■ **Page extract**

....

The Way of Connection
The day was bright, the windows sending in a cool breeze as I pulled a rune stone. The rune would serve as a companion on this busy day, one filled with chores I required of myself before welcoming company. In my memory’s echo chamber, my grandmothers whispered of dust rags and buckets of warm water with bulbous sponges floating inside and pointed out an empty vase on the table needing flowers. They spoke of coffee mugs and cloth napkins and a plate for fresh-baked cookies. They nodded when I bent to my knees and scrubbed the wood-carved base of the marble table-top, and grinned when I cleaned the mirrors until no streaks remained. That’s our girl, they gloated.
My father’s death had recharged my need for connection to a past beyond my own remaining mortality. I wanted to find threads, fibers, tendrils of truth from symbols that existed far before I or my father or his mother before him had any sense of ourselves or our placement in DNA’s spiraling. With Scandinavian ancestors in each of my great-grandparent’s lines, I hoped that studying the runes would further my relationship with the long-dead who had collectively imprinted themselves upon me in one way or another.

....

■ **The data**

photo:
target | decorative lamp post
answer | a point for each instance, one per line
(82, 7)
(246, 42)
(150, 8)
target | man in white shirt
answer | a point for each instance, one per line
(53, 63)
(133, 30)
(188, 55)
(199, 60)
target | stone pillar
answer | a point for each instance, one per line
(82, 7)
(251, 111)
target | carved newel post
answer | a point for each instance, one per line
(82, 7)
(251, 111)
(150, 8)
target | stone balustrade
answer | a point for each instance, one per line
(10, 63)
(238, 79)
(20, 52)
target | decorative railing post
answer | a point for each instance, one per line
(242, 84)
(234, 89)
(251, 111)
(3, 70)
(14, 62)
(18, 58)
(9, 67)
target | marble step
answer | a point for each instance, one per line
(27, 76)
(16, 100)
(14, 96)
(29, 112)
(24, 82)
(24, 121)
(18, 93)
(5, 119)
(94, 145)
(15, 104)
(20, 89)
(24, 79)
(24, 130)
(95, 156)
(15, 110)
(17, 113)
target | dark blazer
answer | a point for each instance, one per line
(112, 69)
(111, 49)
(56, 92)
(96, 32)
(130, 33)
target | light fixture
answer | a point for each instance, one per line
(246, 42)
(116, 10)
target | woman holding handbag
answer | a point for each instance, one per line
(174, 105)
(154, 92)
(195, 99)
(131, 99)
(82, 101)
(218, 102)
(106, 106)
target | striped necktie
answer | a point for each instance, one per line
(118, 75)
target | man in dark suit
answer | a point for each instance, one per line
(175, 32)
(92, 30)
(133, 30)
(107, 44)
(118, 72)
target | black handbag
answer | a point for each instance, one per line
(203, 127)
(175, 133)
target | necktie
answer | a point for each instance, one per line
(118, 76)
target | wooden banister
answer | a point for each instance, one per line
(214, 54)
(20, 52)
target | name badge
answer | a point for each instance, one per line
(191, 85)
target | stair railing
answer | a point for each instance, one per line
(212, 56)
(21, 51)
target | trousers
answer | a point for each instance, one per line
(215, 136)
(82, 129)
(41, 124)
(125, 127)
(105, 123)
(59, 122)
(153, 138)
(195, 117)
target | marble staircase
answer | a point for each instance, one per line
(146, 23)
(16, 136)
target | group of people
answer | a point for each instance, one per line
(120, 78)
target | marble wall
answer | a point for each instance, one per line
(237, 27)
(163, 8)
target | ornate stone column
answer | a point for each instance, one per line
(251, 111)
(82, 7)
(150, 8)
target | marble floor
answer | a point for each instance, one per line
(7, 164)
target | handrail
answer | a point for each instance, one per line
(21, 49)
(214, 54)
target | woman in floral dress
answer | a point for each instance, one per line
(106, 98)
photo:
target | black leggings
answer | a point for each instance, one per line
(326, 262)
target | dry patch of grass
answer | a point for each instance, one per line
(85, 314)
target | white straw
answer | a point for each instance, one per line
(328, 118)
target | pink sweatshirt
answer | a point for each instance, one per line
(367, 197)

....

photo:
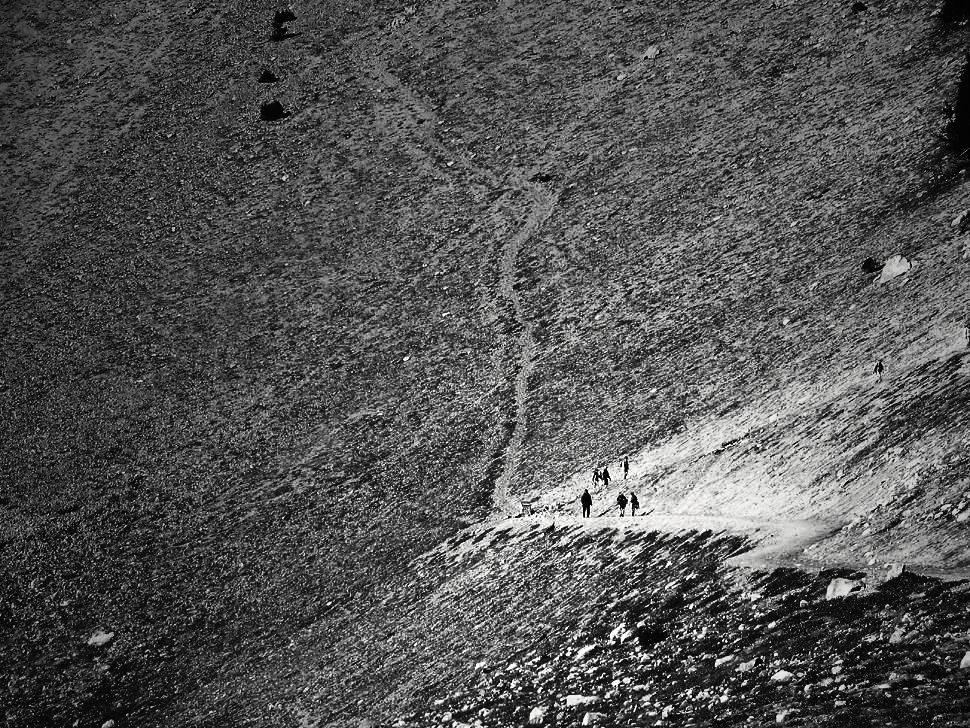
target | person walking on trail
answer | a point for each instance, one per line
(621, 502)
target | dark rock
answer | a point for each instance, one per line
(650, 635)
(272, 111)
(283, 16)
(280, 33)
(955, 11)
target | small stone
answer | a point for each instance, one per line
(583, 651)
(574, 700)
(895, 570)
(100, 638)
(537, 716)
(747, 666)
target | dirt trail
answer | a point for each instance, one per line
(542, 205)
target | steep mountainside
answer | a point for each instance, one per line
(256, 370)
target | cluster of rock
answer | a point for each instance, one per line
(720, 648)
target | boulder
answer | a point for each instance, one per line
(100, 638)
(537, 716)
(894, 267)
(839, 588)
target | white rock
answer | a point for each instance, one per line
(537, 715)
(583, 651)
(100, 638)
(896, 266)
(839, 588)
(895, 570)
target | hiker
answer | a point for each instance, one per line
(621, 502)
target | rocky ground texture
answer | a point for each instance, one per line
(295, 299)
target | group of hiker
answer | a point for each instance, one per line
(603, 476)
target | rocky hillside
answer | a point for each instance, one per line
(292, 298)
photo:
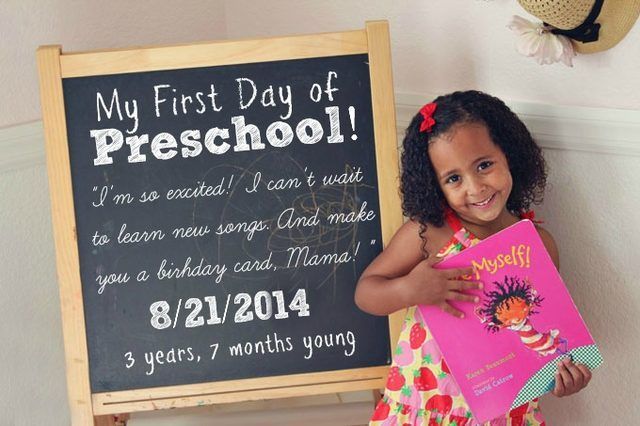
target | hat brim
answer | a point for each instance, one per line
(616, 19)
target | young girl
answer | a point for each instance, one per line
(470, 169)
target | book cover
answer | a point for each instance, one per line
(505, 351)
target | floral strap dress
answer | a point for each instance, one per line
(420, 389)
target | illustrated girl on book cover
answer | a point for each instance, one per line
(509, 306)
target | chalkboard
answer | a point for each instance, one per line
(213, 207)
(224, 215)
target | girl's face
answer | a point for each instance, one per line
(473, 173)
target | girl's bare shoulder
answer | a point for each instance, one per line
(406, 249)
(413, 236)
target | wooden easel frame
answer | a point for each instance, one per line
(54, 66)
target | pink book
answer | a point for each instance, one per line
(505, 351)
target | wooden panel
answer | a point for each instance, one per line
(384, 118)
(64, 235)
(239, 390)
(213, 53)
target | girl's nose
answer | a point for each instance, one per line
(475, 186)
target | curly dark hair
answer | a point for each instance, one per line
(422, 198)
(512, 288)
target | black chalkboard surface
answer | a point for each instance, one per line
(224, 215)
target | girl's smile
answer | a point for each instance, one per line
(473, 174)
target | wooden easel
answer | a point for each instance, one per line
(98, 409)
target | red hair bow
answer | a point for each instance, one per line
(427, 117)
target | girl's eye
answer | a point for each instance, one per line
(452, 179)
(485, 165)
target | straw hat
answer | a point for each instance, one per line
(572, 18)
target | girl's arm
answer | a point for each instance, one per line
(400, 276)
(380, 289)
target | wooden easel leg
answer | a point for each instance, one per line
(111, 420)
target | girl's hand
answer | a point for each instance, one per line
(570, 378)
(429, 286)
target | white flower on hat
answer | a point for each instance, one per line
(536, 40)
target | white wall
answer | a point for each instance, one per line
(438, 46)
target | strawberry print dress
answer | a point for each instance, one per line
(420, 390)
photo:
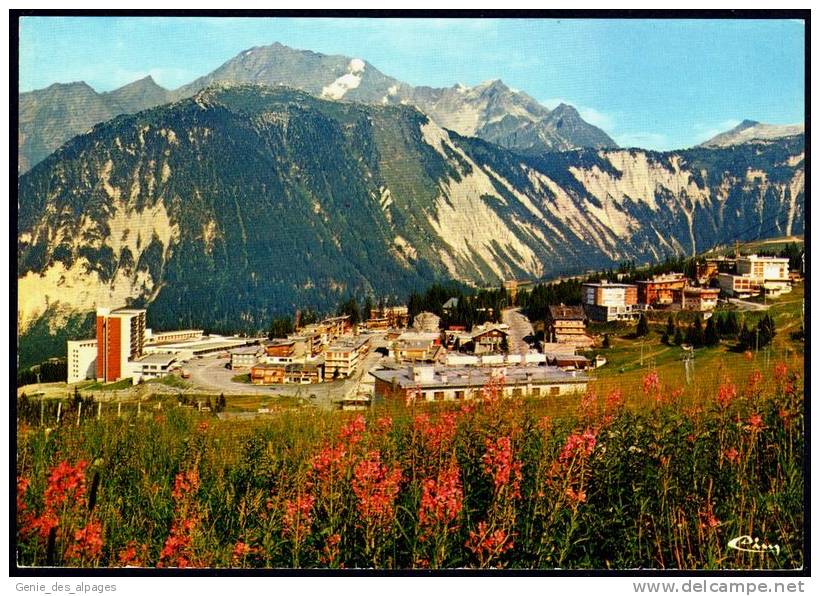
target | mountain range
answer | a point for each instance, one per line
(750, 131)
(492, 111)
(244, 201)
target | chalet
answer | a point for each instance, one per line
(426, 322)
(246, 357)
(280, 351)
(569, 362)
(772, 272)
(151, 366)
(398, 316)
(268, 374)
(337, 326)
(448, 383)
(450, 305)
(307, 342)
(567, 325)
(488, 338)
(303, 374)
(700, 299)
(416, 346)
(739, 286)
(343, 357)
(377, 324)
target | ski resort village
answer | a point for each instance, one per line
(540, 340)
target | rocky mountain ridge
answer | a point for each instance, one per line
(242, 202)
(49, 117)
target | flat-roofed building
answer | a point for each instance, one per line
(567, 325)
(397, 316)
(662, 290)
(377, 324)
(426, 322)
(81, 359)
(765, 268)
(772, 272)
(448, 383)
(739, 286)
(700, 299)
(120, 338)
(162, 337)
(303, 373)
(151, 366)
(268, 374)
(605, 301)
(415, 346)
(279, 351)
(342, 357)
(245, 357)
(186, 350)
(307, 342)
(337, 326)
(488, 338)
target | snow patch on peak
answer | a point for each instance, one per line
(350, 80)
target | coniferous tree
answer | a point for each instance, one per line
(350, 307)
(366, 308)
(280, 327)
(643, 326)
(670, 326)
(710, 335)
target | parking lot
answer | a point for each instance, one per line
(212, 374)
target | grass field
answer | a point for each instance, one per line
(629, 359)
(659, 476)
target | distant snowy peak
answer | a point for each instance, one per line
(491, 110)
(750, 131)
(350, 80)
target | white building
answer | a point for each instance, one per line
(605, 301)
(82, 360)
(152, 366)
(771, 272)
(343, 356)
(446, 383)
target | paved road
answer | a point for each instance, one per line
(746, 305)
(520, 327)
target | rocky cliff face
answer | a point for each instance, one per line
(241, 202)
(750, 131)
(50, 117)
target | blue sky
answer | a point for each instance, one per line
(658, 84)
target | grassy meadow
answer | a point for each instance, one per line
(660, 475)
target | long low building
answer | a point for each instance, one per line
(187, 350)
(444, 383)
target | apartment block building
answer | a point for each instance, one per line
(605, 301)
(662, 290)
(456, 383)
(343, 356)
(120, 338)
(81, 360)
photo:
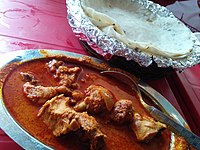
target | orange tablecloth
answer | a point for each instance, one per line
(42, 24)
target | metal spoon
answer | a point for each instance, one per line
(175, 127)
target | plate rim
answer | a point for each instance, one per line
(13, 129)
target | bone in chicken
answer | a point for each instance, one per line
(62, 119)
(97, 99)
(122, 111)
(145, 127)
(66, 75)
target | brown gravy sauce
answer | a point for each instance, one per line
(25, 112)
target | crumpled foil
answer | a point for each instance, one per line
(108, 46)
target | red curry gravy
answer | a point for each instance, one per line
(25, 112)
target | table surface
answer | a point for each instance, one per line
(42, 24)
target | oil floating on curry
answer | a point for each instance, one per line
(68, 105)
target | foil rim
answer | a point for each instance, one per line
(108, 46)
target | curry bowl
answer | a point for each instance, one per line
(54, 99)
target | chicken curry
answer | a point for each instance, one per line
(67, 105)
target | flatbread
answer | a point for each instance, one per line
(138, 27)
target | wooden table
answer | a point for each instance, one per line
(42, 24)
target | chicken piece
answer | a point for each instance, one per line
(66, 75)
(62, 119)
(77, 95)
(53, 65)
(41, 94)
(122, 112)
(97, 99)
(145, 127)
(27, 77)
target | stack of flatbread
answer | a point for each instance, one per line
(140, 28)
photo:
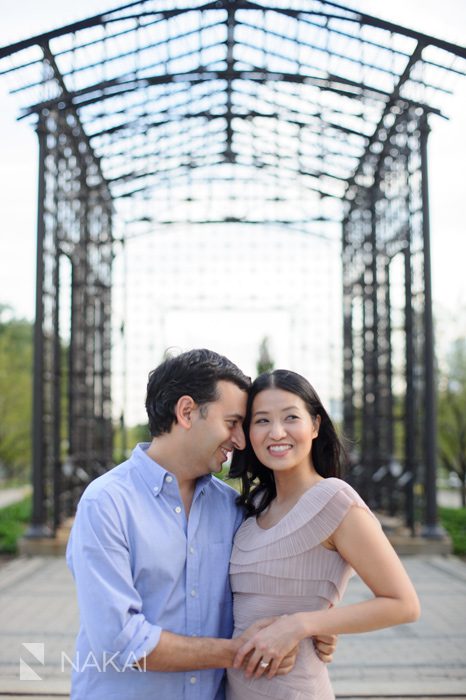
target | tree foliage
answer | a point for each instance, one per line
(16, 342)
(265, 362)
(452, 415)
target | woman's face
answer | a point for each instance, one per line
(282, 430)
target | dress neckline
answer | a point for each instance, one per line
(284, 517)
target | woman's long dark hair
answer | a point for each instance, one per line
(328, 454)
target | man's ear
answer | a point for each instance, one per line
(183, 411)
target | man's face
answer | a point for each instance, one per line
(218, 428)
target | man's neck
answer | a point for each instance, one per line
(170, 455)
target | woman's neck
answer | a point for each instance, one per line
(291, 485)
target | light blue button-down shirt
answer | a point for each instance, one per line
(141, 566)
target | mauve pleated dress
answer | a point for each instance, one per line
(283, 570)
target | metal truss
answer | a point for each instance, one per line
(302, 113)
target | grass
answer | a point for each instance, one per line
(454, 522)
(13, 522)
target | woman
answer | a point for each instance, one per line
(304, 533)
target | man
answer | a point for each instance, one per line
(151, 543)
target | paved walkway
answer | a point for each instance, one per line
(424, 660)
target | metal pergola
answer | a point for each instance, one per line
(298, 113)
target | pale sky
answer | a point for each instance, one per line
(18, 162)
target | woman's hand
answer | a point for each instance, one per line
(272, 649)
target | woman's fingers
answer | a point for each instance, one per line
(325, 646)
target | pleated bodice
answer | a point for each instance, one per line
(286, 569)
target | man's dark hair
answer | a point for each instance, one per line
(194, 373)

....

■ **What you need to do**
Can you extend the essay above about drawing a rune stone and seeking connection to Scandinavian ancestors, picking up right after its final sentence?

■ **Task result**
In his contemporary interpretation of the “mannaz” rune, Ralph Blum suggests that “[t]he starting point is the self. . . . Strive to live the ordinary life in a non-ordinary way. Remember at all times what is coming to be and passing away, and focus on that which abides.” These prismatic observations ping thoughts of the audio book to which I was currently listening — A Tale for the Time Being by Ruth Ozeki. The story’s conscious awareness extends from Japan to a Canadian island to the sunny Silicon Valley. Expressions of age, experience, and inner dialogue hold narrative power. Future and past warble as artifacts glide freely as crows across currents of time and place. As characters relate to each other, mystery flowers and relationships take shape. The story is not for the faint of heart. Ozeki’s young protagonist can so realistically and caustically describe abuse and cruelty that I had to pause at some points and wonder if I could bear one more sentence. Young Nao’s is not the only voice who speaks of unspeakable things. But a story of this consequence requires the unpleasant and disagreeable, as all the best stories do. Ozeki invites the reader to become a fellow traveler, to feel the shifts of time and to sense the imbalances of spirit and to be knocked around by circumstance while staying grounded by every single word.
I saved the flower arranging and cookie dough until the end in the long line of tasks that made me feel more confident of the host within. In tandem, my beloved repainted a scarred threshold and took down the cobwebs from around the outside door facings, reporting to me that she had gently re-situated three found spiders in the process. That’s my girl, I gloated.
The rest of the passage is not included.